Dataset records

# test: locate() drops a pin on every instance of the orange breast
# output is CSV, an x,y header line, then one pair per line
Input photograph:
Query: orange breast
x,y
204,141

Exercise objective.
Nothing should be changed: write out all of the data as is.

Result for this exercise.
# test: locate() drops a pin on every instance of the orange breast
# output is CSV, an x,y header line, then one pair per line
Input photograph:
Query: orange breast
x,y
204,141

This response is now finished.